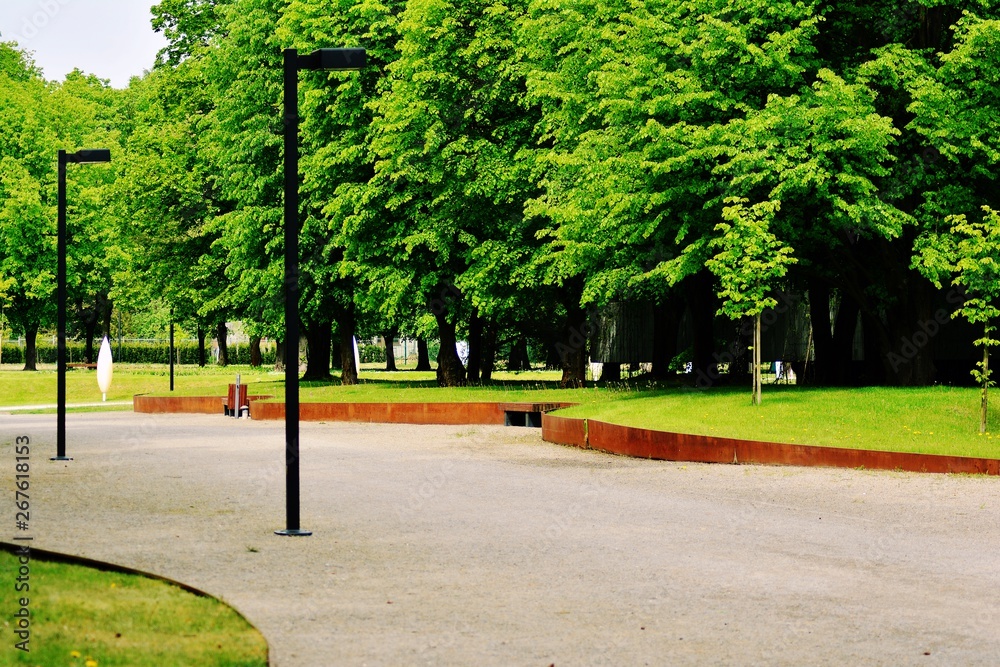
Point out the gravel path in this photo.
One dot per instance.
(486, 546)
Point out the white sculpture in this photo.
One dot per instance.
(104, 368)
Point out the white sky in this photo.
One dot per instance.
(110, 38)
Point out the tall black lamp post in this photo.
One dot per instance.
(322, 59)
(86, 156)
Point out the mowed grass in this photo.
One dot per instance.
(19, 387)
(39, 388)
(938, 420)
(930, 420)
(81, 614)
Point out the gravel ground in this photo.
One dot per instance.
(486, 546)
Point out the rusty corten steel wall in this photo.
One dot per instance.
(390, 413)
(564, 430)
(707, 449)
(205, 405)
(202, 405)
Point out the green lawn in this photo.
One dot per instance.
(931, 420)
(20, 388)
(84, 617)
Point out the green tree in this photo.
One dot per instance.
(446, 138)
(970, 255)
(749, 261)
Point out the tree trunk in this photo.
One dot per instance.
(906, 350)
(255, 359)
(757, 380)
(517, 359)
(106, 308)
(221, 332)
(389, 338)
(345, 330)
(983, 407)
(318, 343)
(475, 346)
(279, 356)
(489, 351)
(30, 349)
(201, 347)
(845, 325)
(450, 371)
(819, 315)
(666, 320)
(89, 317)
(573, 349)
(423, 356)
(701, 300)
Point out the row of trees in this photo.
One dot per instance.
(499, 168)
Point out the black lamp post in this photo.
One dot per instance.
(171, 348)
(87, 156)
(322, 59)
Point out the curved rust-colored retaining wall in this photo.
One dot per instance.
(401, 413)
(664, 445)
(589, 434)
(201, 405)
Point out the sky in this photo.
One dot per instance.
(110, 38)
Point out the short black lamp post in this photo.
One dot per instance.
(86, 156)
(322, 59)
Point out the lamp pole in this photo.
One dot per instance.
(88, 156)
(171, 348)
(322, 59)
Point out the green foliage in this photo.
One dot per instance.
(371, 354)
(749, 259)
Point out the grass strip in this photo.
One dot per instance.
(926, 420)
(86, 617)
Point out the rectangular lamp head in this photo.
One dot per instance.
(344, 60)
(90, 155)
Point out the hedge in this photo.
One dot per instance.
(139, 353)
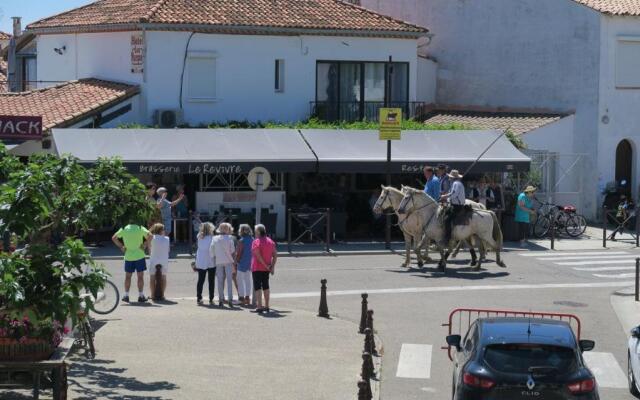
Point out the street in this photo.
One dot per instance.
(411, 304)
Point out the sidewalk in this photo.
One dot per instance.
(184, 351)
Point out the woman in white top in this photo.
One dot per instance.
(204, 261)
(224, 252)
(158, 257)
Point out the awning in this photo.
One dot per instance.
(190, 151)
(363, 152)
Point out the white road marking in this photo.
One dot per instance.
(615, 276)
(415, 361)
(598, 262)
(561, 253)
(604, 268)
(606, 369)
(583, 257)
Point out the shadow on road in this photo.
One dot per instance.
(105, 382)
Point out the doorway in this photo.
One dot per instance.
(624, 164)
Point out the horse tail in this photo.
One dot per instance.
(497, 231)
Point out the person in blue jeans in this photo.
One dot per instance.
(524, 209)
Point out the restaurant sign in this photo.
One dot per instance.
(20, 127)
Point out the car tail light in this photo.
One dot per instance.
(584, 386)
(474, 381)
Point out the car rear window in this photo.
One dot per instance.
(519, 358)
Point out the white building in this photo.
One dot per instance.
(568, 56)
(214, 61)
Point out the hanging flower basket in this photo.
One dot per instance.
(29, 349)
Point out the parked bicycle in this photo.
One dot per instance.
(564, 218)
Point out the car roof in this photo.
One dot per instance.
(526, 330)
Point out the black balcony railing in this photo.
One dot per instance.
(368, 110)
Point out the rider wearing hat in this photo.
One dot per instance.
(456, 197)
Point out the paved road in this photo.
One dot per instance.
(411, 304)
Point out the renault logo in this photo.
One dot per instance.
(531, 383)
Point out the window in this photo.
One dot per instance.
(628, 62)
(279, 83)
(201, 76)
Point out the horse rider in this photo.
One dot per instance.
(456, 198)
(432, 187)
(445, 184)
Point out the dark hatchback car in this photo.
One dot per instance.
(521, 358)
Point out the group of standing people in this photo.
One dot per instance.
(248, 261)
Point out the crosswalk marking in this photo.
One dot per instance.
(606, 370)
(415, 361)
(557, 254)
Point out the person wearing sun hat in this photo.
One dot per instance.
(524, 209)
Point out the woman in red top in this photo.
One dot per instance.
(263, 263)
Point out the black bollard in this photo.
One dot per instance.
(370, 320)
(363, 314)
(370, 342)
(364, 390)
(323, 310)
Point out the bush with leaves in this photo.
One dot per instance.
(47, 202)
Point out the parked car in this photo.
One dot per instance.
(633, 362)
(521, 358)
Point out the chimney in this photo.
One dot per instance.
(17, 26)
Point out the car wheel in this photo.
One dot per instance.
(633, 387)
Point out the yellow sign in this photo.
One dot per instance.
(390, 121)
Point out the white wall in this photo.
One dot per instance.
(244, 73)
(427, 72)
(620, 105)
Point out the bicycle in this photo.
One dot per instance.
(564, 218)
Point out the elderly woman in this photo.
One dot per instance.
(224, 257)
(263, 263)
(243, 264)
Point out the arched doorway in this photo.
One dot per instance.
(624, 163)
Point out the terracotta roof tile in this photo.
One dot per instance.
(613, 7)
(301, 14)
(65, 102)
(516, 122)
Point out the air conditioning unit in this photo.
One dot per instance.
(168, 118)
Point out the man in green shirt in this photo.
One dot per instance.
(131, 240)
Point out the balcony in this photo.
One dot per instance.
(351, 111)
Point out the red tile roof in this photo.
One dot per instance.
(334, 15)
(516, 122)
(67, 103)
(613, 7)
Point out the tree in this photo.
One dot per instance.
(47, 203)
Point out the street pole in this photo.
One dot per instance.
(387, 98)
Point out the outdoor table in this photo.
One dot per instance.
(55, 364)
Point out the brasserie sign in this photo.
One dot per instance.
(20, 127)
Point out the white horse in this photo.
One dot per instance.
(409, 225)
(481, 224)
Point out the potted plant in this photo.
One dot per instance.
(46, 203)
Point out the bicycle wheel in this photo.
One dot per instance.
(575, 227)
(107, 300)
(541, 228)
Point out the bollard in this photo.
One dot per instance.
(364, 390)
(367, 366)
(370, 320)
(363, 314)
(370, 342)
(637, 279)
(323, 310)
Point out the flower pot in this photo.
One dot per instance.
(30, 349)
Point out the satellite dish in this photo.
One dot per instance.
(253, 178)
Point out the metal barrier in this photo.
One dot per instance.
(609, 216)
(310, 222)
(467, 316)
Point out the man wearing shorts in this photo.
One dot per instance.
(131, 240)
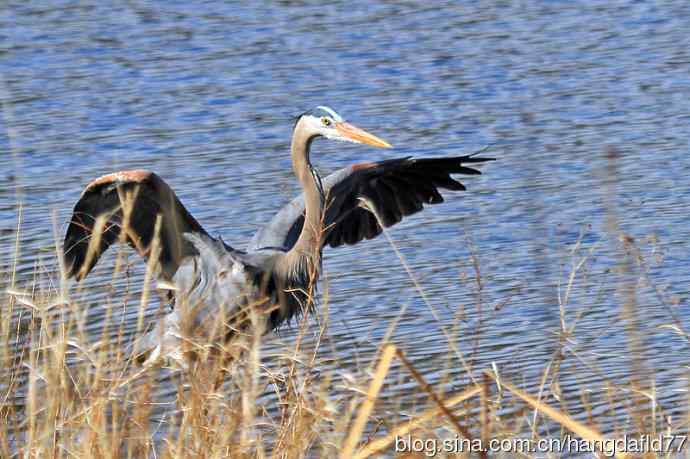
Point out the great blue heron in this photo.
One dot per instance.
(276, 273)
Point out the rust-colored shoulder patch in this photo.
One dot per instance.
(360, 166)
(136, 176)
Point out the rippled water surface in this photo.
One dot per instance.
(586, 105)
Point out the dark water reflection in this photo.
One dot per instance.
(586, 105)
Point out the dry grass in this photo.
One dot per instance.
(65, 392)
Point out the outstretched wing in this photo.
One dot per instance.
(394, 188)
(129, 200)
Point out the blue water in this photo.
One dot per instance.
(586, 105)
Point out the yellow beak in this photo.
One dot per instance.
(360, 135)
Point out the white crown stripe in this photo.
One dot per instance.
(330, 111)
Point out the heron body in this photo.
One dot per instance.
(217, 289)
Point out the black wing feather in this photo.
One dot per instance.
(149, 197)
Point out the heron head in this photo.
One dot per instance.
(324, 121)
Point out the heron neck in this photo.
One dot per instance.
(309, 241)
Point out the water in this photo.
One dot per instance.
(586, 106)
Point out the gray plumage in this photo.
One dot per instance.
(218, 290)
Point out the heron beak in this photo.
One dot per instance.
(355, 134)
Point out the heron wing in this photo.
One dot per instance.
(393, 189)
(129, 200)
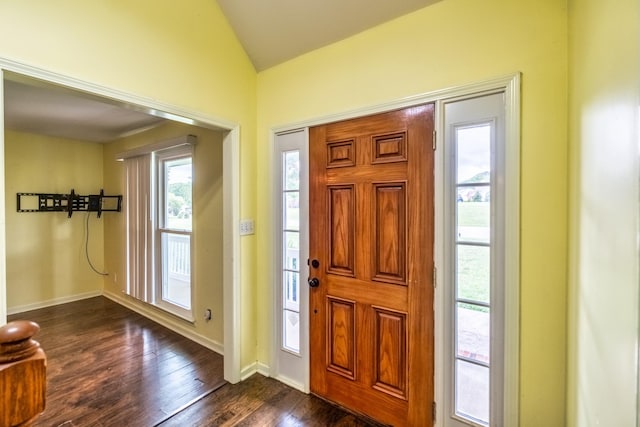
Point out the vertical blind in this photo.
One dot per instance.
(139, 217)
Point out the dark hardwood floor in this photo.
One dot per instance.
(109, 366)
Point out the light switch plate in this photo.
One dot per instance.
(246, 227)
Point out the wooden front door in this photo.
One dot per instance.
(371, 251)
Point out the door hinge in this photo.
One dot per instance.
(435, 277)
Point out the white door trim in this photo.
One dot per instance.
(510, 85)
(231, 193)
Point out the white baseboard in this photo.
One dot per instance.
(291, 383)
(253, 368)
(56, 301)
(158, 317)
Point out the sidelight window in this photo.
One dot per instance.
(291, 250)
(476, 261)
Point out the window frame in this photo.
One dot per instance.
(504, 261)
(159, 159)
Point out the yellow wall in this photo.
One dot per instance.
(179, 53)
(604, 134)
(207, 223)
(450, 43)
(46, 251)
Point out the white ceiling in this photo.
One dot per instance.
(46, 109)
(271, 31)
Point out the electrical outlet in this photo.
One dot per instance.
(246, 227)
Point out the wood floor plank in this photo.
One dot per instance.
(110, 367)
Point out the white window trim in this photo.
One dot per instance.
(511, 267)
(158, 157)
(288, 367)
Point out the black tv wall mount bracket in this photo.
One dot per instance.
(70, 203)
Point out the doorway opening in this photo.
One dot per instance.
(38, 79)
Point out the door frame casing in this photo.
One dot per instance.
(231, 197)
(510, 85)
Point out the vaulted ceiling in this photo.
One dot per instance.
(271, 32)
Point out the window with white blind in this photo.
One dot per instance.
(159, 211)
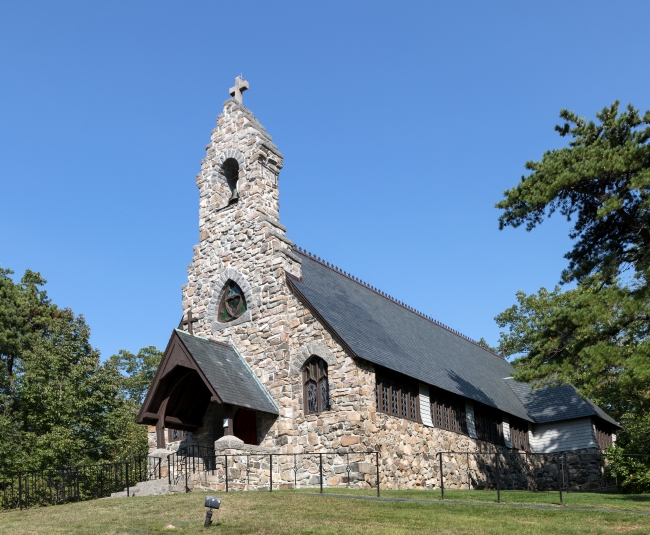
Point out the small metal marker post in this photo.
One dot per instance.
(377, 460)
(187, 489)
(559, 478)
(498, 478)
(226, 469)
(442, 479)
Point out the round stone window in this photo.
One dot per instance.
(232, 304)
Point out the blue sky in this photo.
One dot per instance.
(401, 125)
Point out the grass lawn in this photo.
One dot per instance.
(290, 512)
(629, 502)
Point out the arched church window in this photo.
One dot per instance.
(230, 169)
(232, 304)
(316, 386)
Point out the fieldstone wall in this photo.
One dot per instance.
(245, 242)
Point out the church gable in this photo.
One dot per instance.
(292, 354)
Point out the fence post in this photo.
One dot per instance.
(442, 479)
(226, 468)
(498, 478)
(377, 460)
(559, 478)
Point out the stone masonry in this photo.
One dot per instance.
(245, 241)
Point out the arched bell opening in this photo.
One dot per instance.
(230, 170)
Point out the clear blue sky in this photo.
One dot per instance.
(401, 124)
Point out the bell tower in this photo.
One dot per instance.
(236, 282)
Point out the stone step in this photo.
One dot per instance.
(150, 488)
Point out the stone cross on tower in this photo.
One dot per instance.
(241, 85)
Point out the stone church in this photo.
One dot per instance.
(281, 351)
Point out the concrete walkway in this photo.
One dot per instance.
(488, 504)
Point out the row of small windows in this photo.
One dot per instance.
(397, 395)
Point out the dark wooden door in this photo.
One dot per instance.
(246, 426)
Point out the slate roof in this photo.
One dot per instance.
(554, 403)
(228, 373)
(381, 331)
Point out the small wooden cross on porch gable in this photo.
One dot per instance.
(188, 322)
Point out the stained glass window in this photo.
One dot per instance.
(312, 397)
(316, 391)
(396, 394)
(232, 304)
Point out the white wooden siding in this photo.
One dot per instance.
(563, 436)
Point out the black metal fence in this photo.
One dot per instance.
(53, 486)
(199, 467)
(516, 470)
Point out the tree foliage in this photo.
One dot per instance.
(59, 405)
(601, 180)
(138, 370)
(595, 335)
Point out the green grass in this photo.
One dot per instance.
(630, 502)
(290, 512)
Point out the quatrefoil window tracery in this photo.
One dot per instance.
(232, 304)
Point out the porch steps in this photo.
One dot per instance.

════

_Job_:
Copy out exactly the lines running from the line with "Point out the small wooden" to the end of the records, inclusive.

_Result below_:
Point out the small wooden cross on porch gable in this photo.
One dot per instance.
(188, 322)
Point out the stained glass window in this photo.
One dot per instance.
(312, 397)
(316, 391)
(396, 394)
(232, 304)
Point out the white wooden siding in this photo.
One dot per instance.
(563, 436)
Point out the black metal fence in this photo.
One dot per instance.
(53, 486)
(199, 467)
(516, 470)
Point out the tree foliage in this photo.
One dot per instance.
(59, 405)
(601, 180)
(138, 370)
(595, 335)
Point out the green grass in this photo.
One dot per instance.
(630, 502)
(290, 512)
Point out the quatrefoil window tracery in this photo.
One dot per instance.
(232, 304)
Point out the porch steps in this photo.
One dot per instance.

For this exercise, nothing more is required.